WHAT YOU NEED TO DO: Write out the entries again. Match each one exactly.

Point-per-instance localization data:
╭──
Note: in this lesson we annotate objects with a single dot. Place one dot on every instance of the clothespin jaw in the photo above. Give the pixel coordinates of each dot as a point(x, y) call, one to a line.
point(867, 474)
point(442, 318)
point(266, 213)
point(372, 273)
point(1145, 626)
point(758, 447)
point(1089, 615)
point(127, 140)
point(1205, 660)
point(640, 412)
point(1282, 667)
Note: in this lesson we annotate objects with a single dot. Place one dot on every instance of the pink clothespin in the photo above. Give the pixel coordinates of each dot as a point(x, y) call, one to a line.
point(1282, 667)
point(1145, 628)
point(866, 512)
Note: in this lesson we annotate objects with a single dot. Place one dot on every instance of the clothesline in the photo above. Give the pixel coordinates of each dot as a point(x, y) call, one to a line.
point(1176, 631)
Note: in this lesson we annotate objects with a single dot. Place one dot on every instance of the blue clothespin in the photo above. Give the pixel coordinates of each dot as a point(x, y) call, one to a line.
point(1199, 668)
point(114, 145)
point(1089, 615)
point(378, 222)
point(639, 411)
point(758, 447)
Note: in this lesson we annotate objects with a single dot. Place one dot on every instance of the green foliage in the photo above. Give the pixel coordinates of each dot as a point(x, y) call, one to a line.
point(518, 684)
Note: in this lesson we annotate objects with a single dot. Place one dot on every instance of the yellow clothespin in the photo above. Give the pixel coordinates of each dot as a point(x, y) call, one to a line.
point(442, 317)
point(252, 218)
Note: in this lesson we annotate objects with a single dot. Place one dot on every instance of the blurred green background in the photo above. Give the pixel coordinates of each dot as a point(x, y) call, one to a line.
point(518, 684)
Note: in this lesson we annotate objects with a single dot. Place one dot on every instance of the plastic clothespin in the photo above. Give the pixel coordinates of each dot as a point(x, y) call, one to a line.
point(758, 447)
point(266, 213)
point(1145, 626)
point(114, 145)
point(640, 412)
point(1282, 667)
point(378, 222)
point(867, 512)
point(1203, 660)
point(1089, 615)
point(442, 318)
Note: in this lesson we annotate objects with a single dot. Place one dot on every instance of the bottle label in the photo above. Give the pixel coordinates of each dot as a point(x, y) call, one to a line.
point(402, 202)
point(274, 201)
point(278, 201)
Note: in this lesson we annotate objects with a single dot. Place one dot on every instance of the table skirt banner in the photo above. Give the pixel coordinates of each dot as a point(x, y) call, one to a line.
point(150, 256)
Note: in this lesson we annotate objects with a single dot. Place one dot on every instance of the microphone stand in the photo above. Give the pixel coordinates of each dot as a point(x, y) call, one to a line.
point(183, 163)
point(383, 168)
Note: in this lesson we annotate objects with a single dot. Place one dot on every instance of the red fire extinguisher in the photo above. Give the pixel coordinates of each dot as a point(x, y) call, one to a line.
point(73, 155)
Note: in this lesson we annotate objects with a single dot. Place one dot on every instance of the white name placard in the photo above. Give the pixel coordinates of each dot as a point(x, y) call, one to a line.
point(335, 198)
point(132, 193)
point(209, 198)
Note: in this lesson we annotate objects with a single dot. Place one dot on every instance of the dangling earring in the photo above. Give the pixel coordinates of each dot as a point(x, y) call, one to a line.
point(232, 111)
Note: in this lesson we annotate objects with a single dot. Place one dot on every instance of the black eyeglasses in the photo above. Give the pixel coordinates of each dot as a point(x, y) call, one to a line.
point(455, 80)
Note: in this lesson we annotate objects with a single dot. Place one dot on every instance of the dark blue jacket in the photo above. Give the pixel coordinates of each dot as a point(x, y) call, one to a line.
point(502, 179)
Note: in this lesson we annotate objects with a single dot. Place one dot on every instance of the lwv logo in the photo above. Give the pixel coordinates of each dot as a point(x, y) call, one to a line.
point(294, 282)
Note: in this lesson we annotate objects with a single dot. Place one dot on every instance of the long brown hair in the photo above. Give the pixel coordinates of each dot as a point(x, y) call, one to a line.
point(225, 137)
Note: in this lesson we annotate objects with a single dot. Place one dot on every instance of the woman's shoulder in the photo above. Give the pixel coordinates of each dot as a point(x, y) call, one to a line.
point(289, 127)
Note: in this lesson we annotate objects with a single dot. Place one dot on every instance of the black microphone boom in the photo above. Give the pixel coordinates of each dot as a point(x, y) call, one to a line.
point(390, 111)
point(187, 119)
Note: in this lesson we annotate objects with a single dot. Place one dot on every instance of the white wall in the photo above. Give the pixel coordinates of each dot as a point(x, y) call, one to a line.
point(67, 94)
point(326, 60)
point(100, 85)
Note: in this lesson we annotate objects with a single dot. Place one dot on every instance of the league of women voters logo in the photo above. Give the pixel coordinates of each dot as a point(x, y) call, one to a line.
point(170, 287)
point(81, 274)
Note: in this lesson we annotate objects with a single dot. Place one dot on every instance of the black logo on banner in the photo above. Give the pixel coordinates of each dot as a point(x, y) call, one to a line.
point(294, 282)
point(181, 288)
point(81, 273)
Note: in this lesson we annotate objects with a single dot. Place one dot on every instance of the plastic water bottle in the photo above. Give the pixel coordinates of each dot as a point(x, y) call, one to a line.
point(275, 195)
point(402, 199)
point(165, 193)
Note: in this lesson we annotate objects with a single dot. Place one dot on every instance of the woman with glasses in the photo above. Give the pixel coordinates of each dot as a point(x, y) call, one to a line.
╰──
TASK OUTPUT:
Note: in this lesson we annotate objects with a single dot. Place one dot on every instance of the clothespin jaw in the photo above. Give the pixel coordinates of each dot as a point(x, y) call, one to a line.
point(867, 474)
point(442, 318)
point(266, 213)
point(372, 273)
point(1145, 626)
point(758, 447)
point(1089, 615)
point(127, 140)
point(1205, 660)
point(640, 412)
point(1282, 667)
Note: in this lesson we annotate objects with a single dot. Place one dot on every instance of the pink clothespin in the photo above. Give the pixel coordinates of each dot as a point(x, y) call, one to a line.
point(1282, 667)
point(1145, 628)
point(866, 512)
Note: in this lesson we annotate objects with a single dot. Place one dot on every instance of the clothesline in the photo above. Give the pixel coordinates of each dot as a point(x, y) call, one to a line.
point(1176, 631)
Note: in this lesson we annotate objects with a single dot. Place one dot on every instance of the blue clothespin in the photo above. Give the pixel coordinates of each dot as a point(x, y) call, one to a line.
point(1199, 668)
point(114, 145)
point(1089, 615)
point(378, 222)
point(639, 411)
point(758, 447)
Note: in this lesson we annotate objects with a single dot. Place one dot on every instance of the green foliage in the photo above. Give the pixel coordinates of each dot as a point(x, y) call, one to a line.
point(518, 684)
Note: in this lesson we annotate objects with a single dot. Place one dot on every instance of the yellow clothespin in the photo above. Give the pixel coordinates of each dot as a point(x, y) call, one to a line.
point(442, 317)
point(252, 218)
Note: in this lesson we annotate objects with a single dot. Place one dot on every instance of the blurred green background in the photo above. Give the pixel coordinates of each dot as a point(x, y) call, one to a line.
point(518, 684)
Note: in this lesson we annotate objects with a single dot. Place one dot on every instance of the plastic clothespin in the photo above. Give the pixel coordinates of each dot as a point(x, y) call, one to a line.
point(758, 447)
point(266, 213)
point(1145, 626)
point(114, 145)
point(640, 412)
point(1282, 667)
point(378, 222)
point(867, 512)
point(1203, 660)
point(1089, 615)
point(442, 318)
Note: in this lesson we annotate objects with a single dot. Place one dot on every instance of the bottle label in the photo above. Give the pixel coordinates of each dot as a point(x, y) call, one to a line.
point(402, 202)
point(274, 201)
point(278, 201)
Note: in this lesson we annotate objects with a single dot. Place one dot on every instance of the table skirt banner in the photo above. Give the pixel coordinates of each dot as a point(x, y) call, one to a line.
point(150, 256)
Note: in this lesson we annotate objects with a single dot. Place one dot on every instance of the microphone stand in the photo above. Give the pixel coordinates of each dot as a point(x, y) call, one to a line.
point(183, 163)
point(383, 168)
Note: in this lesson we annotate objects with a single dot. Place one dot on every instance of the red fire extinguisher in the photo above. Give the pixel coordinates of each dot as a point(x, y) call, one to a line.
point(73, 155)
Note: in this lesson we annotate objects with a single dot. Place one dot on every instance of the white name placard in the photo above. Give the pixel coordinates of each dot as a point(x, y) call, one to a line.
point(335, 198)
point(132, 193)
point(209, 198)
Note: in this lesson we annotate objects with a single dot. Place one dot on every instance of the dangling earring in the photo above. Give the pixel coordinates of each dot as a point(x, y) call, one to a line.
point(232, 111)
Note: in this lesson we annotate objects with a single dot. Place one dot on every instance of the black eyeglasses in the photo above. Give the pixel coordinates of each dot as a point(x, y) call, one to a line.
point(455, 80)
Note: in this lesson we annotate objects with a single dot. Place one dot on every instance of the dark blue jacket in the photo above. Give the pixel coordinates of each dot as a point(x, y) call, one to a line.
point(502, 179)
Note: in this lesson we annotate objects with a single dot. Place one dot on every instance of the lwv logo in the photo above. Give the pixel coordinates of each dot as a point(x, y) call, one to a line.
point(294, 282)
Note: in this lesson we annotate objects with a single dot. Place one dot on every instance of the long brown hair in the photo above. Give the pixel coordinates of each dot as a point(x, y) call, one to a line.
point(225, 137)
Note: in this lesson we annotate objects with a single dot. Place one dot on every instance of the woman's shoulder in the photo above. Give the pixel coordinates of each dot as a point(x, y) call, one to a line.
point(289, 127)
Note: in this lesson we annotate objects with a single dot. Place one dot on every instance of the black microphone boom in the photo above. Give the pixel coordinates of each dot as a point(x, y) call, one to a line.
point(390, 111)
point(187, 119)
Note: in this lesson we annotate objects with a single dot. Place one dot on every instance of the white wall in the photo above. Give the pixel coordinates of each dot as a point(x, y) call, one to a line.
point(67, 94)
point(326, 60)
point(100, 85)
Note: in this lesson we annotate objects with a single dot. Place one dot on every instance of the league of women voters logo in the photo above. Give the pixel coordinates of each dot as a point(x, y) call, one to a line.
point(170, 287)
point(81, 274)
Note: in this lesson we annotate objects with a single dot. Place one dot on every instance of the black logo on banner in the photo above. Give the pixel coordinates of each dot as a point(x, y) call, one to a line.
point(294, 282)
point(181, 288)
point(81, 273)
Note: in this lesson we annotate objects with a single dot. Place one dot on every instance of the plastic water bottle in the photo above. Give the pixel coordinates of each dot as a point(x, y) call, one to a line.
point(275, 195)
point(402, 199)
point(165, 193)
Note: in this lesson we annotate objects with a single dot. Place one dot on every instance of the woman with glasses in the photo above. Give the pixel coordinates of each dot as a point(x, y) call, one to a line.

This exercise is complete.